> _Exercise brief_: Every entry should be repeated exactly. Omit the pictures.

Rows from a pointing dataset
Start

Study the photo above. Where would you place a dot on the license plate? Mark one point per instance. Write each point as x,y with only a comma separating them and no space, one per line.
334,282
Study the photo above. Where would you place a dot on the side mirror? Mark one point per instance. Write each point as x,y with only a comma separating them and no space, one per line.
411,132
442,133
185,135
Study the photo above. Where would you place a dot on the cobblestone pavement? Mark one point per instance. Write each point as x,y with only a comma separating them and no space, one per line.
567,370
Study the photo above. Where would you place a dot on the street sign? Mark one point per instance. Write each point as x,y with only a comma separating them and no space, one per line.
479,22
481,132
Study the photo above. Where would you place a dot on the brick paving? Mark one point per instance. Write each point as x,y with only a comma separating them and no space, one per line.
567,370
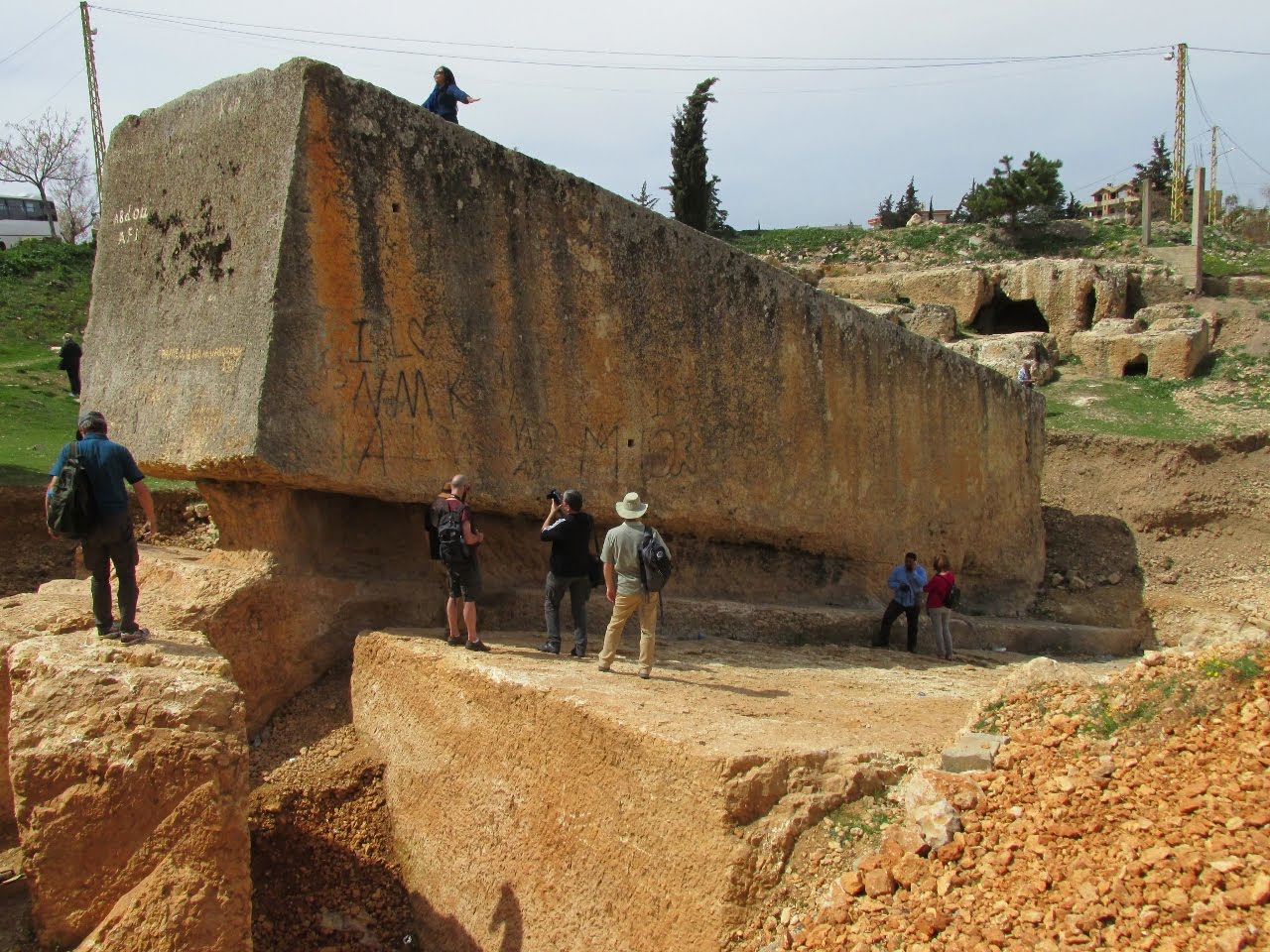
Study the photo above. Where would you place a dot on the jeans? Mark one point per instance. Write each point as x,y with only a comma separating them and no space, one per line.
112,540
579,590
893,611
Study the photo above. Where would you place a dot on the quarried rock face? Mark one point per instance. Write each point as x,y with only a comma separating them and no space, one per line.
343,294
1170,348
611,830
130,774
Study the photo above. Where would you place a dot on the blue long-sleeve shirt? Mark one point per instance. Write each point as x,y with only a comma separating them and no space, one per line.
906,585
444,102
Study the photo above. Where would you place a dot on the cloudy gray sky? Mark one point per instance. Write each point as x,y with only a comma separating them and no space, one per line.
824,108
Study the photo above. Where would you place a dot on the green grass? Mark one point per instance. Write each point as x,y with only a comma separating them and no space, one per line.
45,290
1144,407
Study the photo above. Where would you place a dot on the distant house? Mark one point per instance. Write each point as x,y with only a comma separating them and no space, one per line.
1115,200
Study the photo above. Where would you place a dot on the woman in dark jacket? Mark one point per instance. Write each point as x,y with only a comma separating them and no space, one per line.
445,95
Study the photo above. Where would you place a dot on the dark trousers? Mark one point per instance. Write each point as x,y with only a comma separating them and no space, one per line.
579,590
893,611
112,542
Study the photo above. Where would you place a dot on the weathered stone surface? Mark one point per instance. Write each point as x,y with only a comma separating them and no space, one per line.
965,290
677,824
130,774
971,752
1005,353
1171,348
343,294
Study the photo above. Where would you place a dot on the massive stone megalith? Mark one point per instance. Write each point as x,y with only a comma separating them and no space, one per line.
309,284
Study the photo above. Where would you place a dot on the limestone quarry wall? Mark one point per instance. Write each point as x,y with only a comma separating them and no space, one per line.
538,815
305,281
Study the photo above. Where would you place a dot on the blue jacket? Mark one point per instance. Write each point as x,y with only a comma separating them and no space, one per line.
906,585
108,465
444,102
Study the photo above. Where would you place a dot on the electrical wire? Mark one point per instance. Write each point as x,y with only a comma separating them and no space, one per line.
843,63
59,23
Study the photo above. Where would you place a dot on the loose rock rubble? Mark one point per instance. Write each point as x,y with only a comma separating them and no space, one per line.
1133,814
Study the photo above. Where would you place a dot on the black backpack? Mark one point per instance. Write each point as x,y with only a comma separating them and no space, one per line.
654,561
71,511
449,536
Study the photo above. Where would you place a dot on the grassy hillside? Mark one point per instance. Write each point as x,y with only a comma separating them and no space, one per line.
45,290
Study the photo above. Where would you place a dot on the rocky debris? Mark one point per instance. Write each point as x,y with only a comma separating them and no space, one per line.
130,779
1133,814
1005,353
971,752
1170,348
324,866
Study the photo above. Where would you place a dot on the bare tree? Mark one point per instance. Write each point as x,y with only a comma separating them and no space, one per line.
75,197
40,153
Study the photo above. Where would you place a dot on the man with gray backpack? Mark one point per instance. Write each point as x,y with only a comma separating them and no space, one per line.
636,566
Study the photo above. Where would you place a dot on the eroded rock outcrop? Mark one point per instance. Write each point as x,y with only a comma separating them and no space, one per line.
130,774
345,295
615,830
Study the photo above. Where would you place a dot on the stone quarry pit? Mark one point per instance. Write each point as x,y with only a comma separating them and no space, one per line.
321,362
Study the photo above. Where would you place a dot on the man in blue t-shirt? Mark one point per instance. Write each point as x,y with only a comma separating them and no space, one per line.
906,583
108,465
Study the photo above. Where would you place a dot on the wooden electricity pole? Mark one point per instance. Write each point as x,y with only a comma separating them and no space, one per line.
94,98
1178,208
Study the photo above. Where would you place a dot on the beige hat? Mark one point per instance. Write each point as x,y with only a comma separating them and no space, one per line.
631,507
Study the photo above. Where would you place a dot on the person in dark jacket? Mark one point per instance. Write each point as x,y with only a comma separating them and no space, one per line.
445,95
570,531
68,356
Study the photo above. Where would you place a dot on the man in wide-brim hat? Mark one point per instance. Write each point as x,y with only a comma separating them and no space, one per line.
624,588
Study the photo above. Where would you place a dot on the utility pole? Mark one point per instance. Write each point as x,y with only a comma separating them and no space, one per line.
1211,180
1179,203
94,98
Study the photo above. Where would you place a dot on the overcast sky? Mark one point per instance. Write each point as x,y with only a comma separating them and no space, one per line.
824,108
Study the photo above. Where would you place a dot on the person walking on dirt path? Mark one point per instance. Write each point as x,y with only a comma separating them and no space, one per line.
624,588
937,590
568,530
906,583
465,583
68,356
108,465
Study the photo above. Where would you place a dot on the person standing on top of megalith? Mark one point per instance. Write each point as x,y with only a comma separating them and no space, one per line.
445,95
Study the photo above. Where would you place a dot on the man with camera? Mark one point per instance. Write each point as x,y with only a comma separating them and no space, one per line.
906,583
568,530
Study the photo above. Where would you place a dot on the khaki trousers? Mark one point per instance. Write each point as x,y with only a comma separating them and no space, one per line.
624,607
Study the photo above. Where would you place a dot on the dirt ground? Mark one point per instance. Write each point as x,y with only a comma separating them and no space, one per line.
1174,536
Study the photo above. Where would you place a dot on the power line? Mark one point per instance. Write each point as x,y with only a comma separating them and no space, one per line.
842,63
59,23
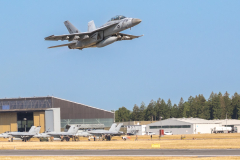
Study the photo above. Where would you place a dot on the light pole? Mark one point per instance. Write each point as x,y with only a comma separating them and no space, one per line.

End

> _Full solution_:
Study the photo above. Where would you place a dot on the license plate? Mark one point per instance. Write each point as x,y with only a comma separating them and no space, one per line.
334,282
Study the photo above. Where would you place a dot on the side mirror? Mark one point per instance. Write each point as x,y with only a comma separating them and no space, one per line.
411,132
442,133
185,135
Study the photo above. Where would you place a dot on the cobblestone pavement? Mark one point per instance. Write each point as x,y with only a comma separating them and no space, one per line.
567,370
Study the photo above. Where would you place a dot on the street sign? Mark one point per instance. Write each point as x,y with only a comma separating them and no space, one per line.
479,22
481,132
Study the photo above. Where would you place a dot on the brick paving? Mark one point per instance. Write each point as x,y with only a comma separating them and no space, one per line.
567,370
Study the photo above. Where would you place a dot on the jeans? Mark one point per instance. Write each point as x,y with only a comma separating them and no space, one per line.
112,540
579,590
893,611
Study the photo above. Where would you place a dot on the quarried rock face? Mark one point per instance. Write each point as x,y with only a comma separating them and no space, one per line.
343,294
1170,348
611,830
130,774
Study the photo above. Where would you place a dot on the blue long-sleeve shirt? Mark one point per instance. Write each point as x,y with only a comma separating them and no space, one per line.
906,585
444,102
Study the photo above. Where would you place a dot on the cloudy gray sky? Mark one point per instance. Write each point as x,y with only a comma separating them and no space, one per line.
824,108
Study the photo above. Where would you place a dot on the green grass? Mark one point per instance. Write each point as x,y with only a comma separating them and no space, one per line.
45,290
1144,407
Study the photo above. Where would you place a dot on the distant house? Mark one point per instance. Write each point as x,y with only a comma separating them and no space, one per line.
1115,200
Study the photo above. Where would you place a dot on the woman in dark jacket? Mark one point per instance. Write each point as x,y with only a comma separating them and no space, one per line.
445,95
Study the photo above. Where would you place a dot on the dark trousers? Mark one point per instance. Write each point as x,y with only a comma separating them and no space, one per line.
579,590
893,611
112,542
Study the photo above. Where would you place a dot on the weathered stone surface? Mark one point per instance. Write each point as x,y with only a comma separating them and no space, one per line.
965,290
677,824
130,774
971,752
1005,353
1171,348
343,294
Study the photo above. Where would you place a dot on the massive stone megalith? Mark one point per instance. Write each point as x,y with only a comma separating them and no space, one per line.
309,284
Study the photo above. Where would you place a dot on the limestone quarry wall? Mark one point per instance. Write each point as x,y with only a comma separating them and no space, one per line.
538,815
305,281
Study the photo above. Where would you place a dot on the blue jacket? Mark one point per instance. Write each point as x,y with only a comma separating them and no space, one per line.
906,585
108,465
444,102
Study the photo above. Where would you place a dot on the electrical wire? Mark one point per instance. Write each point as x,y with only a comma separating them and no space, one per line.
843,63
59,23
Study the photo above. Where would you place a dot on the loose rock rubble? Mark one point per instance. Write each point as x,y with only a comma separating them and no space, one per line.
1133,814
Study the photo above. Where would you place a dot on the black backpack? Mark one point per instance. Write each point as x,y with only a comma separating them and no space, one per line.
654,561
71,511
449,536
Study the photo above. Where would you place a dot on the grassy hillside? Mark one point per instance. Write each point as x,y with only a comma separating them and no space, one per line.
45,290
Study the photo above. Where would you place a dot on the rocky debris? Mark one point per instance. Write each point as x,y with only a comma separating them and no space, one per line.
130,779
1133,814
1005,353
971,752
1170,348
324,866
Study the photo above. Where would you place a dot on the bare tree? Mark one point per instance. Write each point as x,y with only a comma separating them and no space, one per line.
75,197
40,153
Study the photo above. Where would you place a dot on the man with gray backpack? Mark one point per instance. Write each point as x,y with only a comma separating them and no space, one per line.
636,566
Study the photo above. Where would you place a dot on the eroded rock outcrop? Mark one point per instance. Write each point as x,y with only a comma separating them and no space, one per line.
130,774
345,295
615,830
Study the photo above. Where would you place a dot on the stone quarry pit? Mark one point per instance. Write each point as x,y with only a comma separating them and no space, one per line.
321,362
Study the photo above. Where would you place a dot on the man in blue t-shirt? Mark one point per instance. Write each point as x,y with only a comma separating them and no space, one per line.
906,583
108,465
Study the photo above. Where would you place a dot on the wooden electricity pole? Mark one point per instance. Write each point as x,y with only a comma separating them and no space, one per line.
94,98
1178,208
Study the photo above. Where would you place a dot on the beige hat? Mark one point per instance. Write each point as x,y with only a comma separating them and no space, one per line.
631,507
Study the photo above. Where would you place a dot on the person in dark jacket? Mark one point per instance. Write each point as x,y with only a comma separating them and no space, one per line.
445,95
570,531
68,356
Study the photo above. Where would you place a dot on the man in wide-brim hat? Mark one point per instance. Write each point as x,y with only a comma separating them and no space, one per line.
624,588
Study the photo above. Where would you place a dot on the utility pole? Mark one point per instance. Write each point as x,y with only a comma separating them and no space, one per line.
1211,180
1179,203
94,98
Study the photo above. Where would you place a dot on the overcast sky? Mark one point per instance. Write each point as x,y with only a comma separating them and no space, one per line.
824,108
Study the photo above. Where would you place a dot on the person walking on dirt path? Mark one point per instance. Write each point as x,y with only a comma separating them and no space, one per line.
624,588
937,590
568,530
906,583
465,583
68,356
108,465
Study the photo above. Where would you place a dot on the person standing on top of megalith? Mark one point per instance. Write each point as x,y with only a comma separating them and no space, one per line.
445,95
Study the photo above. Where would you place a dot on the man with camera? Mark one point per instance. Write each point as x,y with only a comma separating them and no space, one per line.
906,583
568,530
Study the photo above. Where would you place a dot on the khaki trousers? Mark one point per instance. Write each point as x,y with only a comma separating them and no space, one per line.
624,607
Study the photo above. Where would you place a dot on the dirt ground? Mark one point per instance. Write each point as x,y with only a comma separating them and no space, one per line.
1174,536
Study the photo above. Where would you place a dot on the power line? Mark one point per instance. Write each point as x,y with only a comma separating them and no space, one per line.
842,63
59,23
Study the photo above. Where would you place a dot on the light pole? Mark one point per instance. Write each point as x,y with only a comma separating them and no space, one per line.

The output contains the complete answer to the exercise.